Requirement 1 » Rewrite the part of the Blackhawks season post that opens with the words "The season and" and closes with "between this season.", putting "opening round" in place of "first round".
Requirement 2 » Carry on the Blackhawks season post from its last sentence.

Thoughts on the Season, Haviland Firing and More


Its been a while since I’ve posted anything so I’ll just jump right in.

Thoughts on the season

Like everyone, I was quite disappointed with the season. Admittedly I wasn’t a huge fan of Stan’s acquistions last summer, but I felt that the rested core group, combined with some additional depth and solid goaltending should be sufficient to succeed. I had the Blackhawks winning the Western Conference and at least making the Conference Finals in the playoffs.

Throughout the season the Hawks relied far too much on outscoring opponents, opposed to relying on playing defensively responsible hockey and generating offense from defense, like all the teams that remain in the playoffs are able to do very well.

Terrible special teams and sub-par goaltending plagued the Hawks all season and proved to be obstacles too great to overcome in the end when it really mattered. Many people will point to the 101 point season as the silver lining, but for a team with this much talent and such high aspirations, 101 points should be a passing grade and not something to be especially proud of.

The season and post-season reaffirmed the gaping holes that existed at this time last summer: a physical top-four defenseman and an effective second-line center, while exposing new holes, such as general lack of size on the roster and questionable goaltending. There are a lot of questions that will require answering this summer and the Hawks will be under more pressure than ever to answer them after the second straight first round elimination.

Thoughts on the players

I’m not going to individually grade players. Greg and Keith have done a fabulous job of that already here on Blackhawk Up. Instead I’m just going to briefly discuss who I think stood out, who disappointed and who was somewhere in between this season.

Dataset excerpt

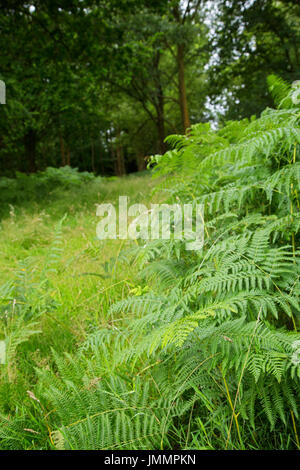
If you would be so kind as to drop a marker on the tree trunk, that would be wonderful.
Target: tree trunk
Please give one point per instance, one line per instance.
(160, 121)
(182, 89)
(62, 151)
(141, 163)
(30, 150)
(120, 156)
(93, 157)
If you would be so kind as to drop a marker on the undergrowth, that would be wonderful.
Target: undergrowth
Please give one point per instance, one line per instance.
(163, 348)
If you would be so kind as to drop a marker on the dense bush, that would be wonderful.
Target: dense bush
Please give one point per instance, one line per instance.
(207, 354)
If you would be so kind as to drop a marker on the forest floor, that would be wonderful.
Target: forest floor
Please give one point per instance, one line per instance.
(86, 280)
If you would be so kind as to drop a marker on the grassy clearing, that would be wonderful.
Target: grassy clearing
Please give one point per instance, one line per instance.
(68, 297)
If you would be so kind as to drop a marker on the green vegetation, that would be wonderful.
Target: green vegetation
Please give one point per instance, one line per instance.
(133, 344)
(126, 345)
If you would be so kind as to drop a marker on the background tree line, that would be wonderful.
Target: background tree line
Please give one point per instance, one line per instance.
(98, 85)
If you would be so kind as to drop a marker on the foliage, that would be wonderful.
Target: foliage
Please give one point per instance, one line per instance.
(190, 350)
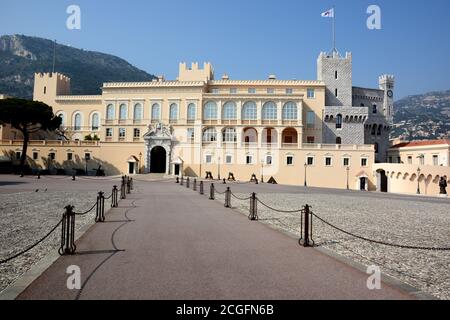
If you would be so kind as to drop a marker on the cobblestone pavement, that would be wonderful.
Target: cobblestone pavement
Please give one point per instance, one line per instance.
(401, 221)
(26, 216)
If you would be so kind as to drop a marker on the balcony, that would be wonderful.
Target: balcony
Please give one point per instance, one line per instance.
(289, 145)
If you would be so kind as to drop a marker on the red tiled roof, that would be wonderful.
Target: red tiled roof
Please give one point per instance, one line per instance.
(421, 143)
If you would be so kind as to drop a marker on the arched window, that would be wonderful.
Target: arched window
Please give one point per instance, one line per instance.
(209, 135)
(269, 111)
(63, 118)
(95, 122)
(191, 111)
(123, 114)
(229, 111)
(339, 121)
(210, 111)
(229, 135)
(77, 122)
(156, 112)
(137, 114)
(290, 111)
(249, 111)
(173, 115)
(110, 112)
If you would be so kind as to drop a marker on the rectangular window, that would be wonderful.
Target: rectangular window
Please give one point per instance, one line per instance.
(290, 160)
(346, 162)
(435, 160)
(363, 162)
(310, 119)
(190, 134)
(422, 160)
(122, 133)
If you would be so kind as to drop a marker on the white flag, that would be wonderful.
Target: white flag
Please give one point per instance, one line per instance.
(328, 14)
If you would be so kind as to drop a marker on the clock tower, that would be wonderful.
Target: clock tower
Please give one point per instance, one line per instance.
(386, 83)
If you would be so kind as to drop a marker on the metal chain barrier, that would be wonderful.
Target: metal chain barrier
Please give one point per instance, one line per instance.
(32, 246)
(278, 210)
(86, 212)
(202, 191)
(211, 192)
(100, 214)
(378, 241)
(253, 214)
(228, 198)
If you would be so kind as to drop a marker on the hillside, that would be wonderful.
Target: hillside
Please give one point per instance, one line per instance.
(425, 116)
(22, 56)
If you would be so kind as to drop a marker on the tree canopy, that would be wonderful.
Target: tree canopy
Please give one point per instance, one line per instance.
(27, 115)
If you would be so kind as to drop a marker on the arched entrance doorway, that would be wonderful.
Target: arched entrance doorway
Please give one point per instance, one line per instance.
(158, 160)
(382, 181)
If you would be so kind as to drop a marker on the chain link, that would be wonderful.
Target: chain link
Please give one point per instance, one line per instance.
(86, 212)
(378, 241)
(278, 210)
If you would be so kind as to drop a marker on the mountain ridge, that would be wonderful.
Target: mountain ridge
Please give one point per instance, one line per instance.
(22, 56)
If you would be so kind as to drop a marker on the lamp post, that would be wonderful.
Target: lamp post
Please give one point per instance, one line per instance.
(306, 166)
(262, 170)
(418, 177)
(218, 167)
(348, 171)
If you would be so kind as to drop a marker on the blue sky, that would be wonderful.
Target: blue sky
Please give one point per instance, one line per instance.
(250, 39)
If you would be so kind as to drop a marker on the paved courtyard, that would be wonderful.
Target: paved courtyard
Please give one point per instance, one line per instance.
(398, 219)
(167, 242)
(30, 208)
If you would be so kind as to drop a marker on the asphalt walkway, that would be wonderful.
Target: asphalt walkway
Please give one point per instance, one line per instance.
(168, 242)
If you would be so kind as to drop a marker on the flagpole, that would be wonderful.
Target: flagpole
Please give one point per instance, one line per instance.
(334, 29)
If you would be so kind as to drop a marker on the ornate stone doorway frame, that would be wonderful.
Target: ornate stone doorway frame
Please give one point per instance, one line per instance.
(159, 135)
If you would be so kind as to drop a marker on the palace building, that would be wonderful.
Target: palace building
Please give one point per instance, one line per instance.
(323, 132)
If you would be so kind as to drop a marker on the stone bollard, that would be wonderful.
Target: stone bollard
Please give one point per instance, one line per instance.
(114, 199)
(211, 192)
(202, 192)
(68, 233)
(100, 212)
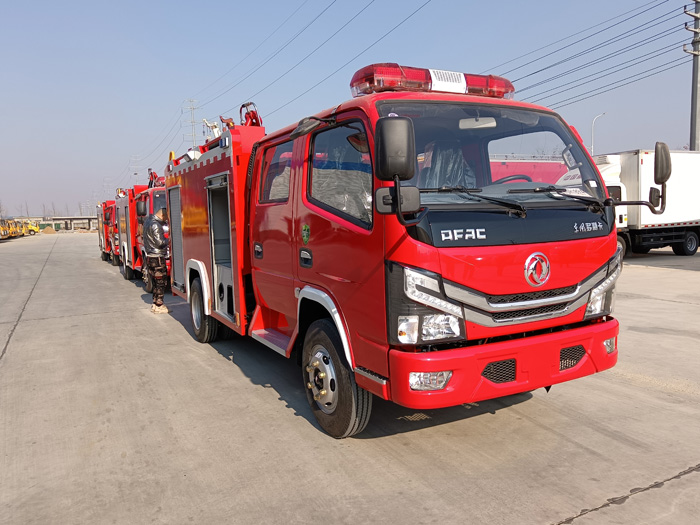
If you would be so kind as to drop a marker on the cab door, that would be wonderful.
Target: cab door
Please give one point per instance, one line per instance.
(271, 238)
(338, 243)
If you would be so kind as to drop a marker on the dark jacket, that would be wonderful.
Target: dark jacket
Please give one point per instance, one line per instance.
(154, 241)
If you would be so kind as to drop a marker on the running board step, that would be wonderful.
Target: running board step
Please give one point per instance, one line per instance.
(272, 339)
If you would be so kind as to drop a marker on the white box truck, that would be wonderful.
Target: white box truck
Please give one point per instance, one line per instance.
(629, 176)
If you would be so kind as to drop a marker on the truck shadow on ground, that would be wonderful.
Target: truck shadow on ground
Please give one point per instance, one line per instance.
(267, 369)
(664, 259)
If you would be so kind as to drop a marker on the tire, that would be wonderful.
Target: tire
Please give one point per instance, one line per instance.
(128, 273)
(205, 327)
(340, 406)
(689, 246)
(622, 244)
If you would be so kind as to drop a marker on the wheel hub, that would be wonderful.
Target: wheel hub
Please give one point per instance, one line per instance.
(321, 379)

Reply 1 »
The season and post-season reaffirmed the gaping holes that existed at this time last summer: a physical top-four defenseman and an effective second-line center, while exposing new holes, such as general lack of size on the roster and questionable goaltending. There are a lot of questions that will require answering this summer and the Hawks will be under more pressure than ever to answer them after the second straight opening round elimination.

Thoughts on the players

I’m not going to individually grade players. Greg and Keith have done a fabulous job of that already here on Blackhawk Up. Instead I’m just going to briefly discuss who I think stood out, who disappointed and who was somewhere in between this season.

Reply 2 »
I’m giving my Team MVP award to Marian Hossa. After his two first seasons in Chicago led to questions about his overall durability and ability to put up points, Hossa responded with an outstanding season, playing 81 games and scoring 29 goals and 48 assists. He was arguably one of the Hawks most consistent and reliable forwards all season.

Jonathan Toews would have been my MVP had it not been for the concussion. Still the Captain had a dominant, Hart-worthy season, scoring 29 goals and 28 assists in 59 games.

Patrick Sharp, another MVP candidate, had a great season and was especially brilliant down the stretch with Toews out of the lineup. He breached the 30-goal mark for the third time in his career, scoring 33 goals and 36 assists in 74 games. Sharps defensive game also rebounded as he finished a career-high +28.

Other guys that I was impressed with were Viktor Stalberg who had an impressive 22-goal season, Brent Seabrook who was the Hawks best defender all season long, Andrew Shaw who was so good he became a Twitter sensation, Marcus Kruger who did a better job than a lot of people give him credit for I think, Jamal Mayers who was an effective 4th liner all year and Ray Emery who was a realiable back-up and helped stabilized the net when Crawford began his downward spiral.

Its tough to give Nick Leddy too much heat because he is what he is: a very young defenseman in the NHL who was thrown into the fire too soon and has been given too much responsibility by the coaching staff prematurely. There were many, many moments where he was exposed physically and positionally. He didnt effectively replace Brian Campbell as was hoped, but you can argue he was doomed to fail, considering his age and inexperience and the role he was expected to fill. Therefore I can’t say Leddy disappointed. He was almost exactly what I expected him to be.

Other guys that fell in between good and bad were Dave Bolland who had a solid season but not as good as I was hoping for, Duncan Keith who rebounded from last year nicely but is still miles away from the Norris Trophy winner he was two years ago, Steve Montador who was good at times and bad at others, Johnny Oduya who brought a lot of stability down the stretch, Daniel Carcillo who proved he can be the type of player the Hawks need, Niklas Hjalmarsson who was effective despite his occasional bumbling, Brandon Bollig who did what he was asked to do and nothing more, and Dylan Olsen and Jimmy Hayes, who were able to do about as much as you can ask of rookies in the NHL.

Probably the biggest disappointment of the season for me was Corey Crawford, who suffered a huge sophmore slump, as his numbers and his confidence plunged into an dark abyss. Not to mention the Hawks playoff defeat could possibily be pegged to the two softies he gave up in OT in Games 3 and 4.

Patrick Kane, who spoke before the season began about truly becoming one of the games elite players and talked about reaching the 100-point mark for the first time in his career. Not only did 88 fail to hit those numbers, he regressed from 73 points last year to 66 points this year in 9 more games played. That kind of trend is never a good sign.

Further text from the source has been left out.